** Start DATA TO USE **

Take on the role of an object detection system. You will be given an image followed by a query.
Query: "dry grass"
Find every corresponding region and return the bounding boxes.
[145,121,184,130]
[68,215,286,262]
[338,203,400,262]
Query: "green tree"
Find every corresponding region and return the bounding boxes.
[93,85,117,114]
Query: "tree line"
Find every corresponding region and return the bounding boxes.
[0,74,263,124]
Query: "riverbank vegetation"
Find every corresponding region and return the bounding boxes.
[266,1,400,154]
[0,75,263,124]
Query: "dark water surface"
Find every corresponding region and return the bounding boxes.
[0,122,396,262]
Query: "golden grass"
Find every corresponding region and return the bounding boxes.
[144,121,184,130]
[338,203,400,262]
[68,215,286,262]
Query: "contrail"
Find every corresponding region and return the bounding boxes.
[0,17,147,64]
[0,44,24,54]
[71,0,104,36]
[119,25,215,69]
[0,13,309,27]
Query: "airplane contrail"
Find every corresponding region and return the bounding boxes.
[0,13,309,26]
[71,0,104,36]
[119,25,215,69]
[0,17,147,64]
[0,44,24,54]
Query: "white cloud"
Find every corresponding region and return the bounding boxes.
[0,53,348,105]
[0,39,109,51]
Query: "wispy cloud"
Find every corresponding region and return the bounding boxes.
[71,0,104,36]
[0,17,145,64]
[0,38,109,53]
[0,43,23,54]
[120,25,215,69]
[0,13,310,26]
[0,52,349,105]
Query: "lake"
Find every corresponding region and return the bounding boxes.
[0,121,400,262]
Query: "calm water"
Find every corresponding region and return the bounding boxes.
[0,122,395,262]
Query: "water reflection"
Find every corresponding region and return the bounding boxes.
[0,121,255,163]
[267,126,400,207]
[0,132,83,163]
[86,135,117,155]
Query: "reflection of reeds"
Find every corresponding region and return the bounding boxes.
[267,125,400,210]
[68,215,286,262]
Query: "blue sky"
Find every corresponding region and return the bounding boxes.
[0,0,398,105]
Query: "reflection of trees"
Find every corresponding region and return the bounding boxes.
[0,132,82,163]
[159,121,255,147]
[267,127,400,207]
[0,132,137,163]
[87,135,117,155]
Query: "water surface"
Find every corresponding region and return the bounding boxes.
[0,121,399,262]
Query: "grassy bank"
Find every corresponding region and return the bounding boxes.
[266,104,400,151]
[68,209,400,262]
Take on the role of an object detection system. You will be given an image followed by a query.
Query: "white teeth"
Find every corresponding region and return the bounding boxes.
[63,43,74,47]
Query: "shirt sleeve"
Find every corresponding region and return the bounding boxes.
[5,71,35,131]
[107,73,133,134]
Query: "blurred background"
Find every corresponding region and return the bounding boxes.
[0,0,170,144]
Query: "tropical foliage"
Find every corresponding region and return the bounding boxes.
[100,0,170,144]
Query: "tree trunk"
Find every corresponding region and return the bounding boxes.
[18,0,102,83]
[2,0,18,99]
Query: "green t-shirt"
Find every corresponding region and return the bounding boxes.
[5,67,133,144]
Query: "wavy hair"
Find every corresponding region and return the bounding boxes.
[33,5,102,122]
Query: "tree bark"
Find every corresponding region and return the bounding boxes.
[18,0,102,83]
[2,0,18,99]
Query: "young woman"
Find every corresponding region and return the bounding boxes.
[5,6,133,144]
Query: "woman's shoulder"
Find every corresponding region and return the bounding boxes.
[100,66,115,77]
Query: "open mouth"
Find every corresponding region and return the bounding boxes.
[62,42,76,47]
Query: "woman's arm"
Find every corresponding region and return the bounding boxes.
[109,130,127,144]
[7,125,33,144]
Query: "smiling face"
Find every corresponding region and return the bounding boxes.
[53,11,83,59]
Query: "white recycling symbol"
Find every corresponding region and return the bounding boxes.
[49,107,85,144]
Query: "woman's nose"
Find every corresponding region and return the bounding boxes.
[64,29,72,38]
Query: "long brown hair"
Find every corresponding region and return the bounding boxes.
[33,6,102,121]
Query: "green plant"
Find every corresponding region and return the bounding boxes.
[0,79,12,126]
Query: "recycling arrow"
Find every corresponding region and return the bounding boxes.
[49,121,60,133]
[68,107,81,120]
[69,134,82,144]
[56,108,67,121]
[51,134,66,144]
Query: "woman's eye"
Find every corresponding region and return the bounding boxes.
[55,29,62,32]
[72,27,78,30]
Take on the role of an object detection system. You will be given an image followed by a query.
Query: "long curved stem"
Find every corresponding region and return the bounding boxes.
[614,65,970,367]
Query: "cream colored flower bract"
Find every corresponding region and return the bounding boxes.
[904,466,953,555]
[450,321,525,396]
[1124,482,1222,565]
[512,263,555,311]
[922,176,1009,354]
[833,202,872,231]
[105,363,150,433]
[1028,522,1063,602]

** End DATA TO USE **

_WHAT IS EXPECTED_
Please convert the lines of the material, running from its start through the line that contains "[93,85,117,114]", both included, into a numbered list, leaving out any blank lines.

_COMPLETE RESPONSE_
1. Take on the role of an object detection system. You will be given an image followed by a query.
2. Query: "dry grass"
3. Find every corresponding region and return the bounding boxes.
4. [145,121,184,130]
5. [68,215,286,262]
6. [338,203,400,262]
7. Query: "green tree"
8. Find every corresponding region and return the bounding boxes.
9. [93,85,117,114]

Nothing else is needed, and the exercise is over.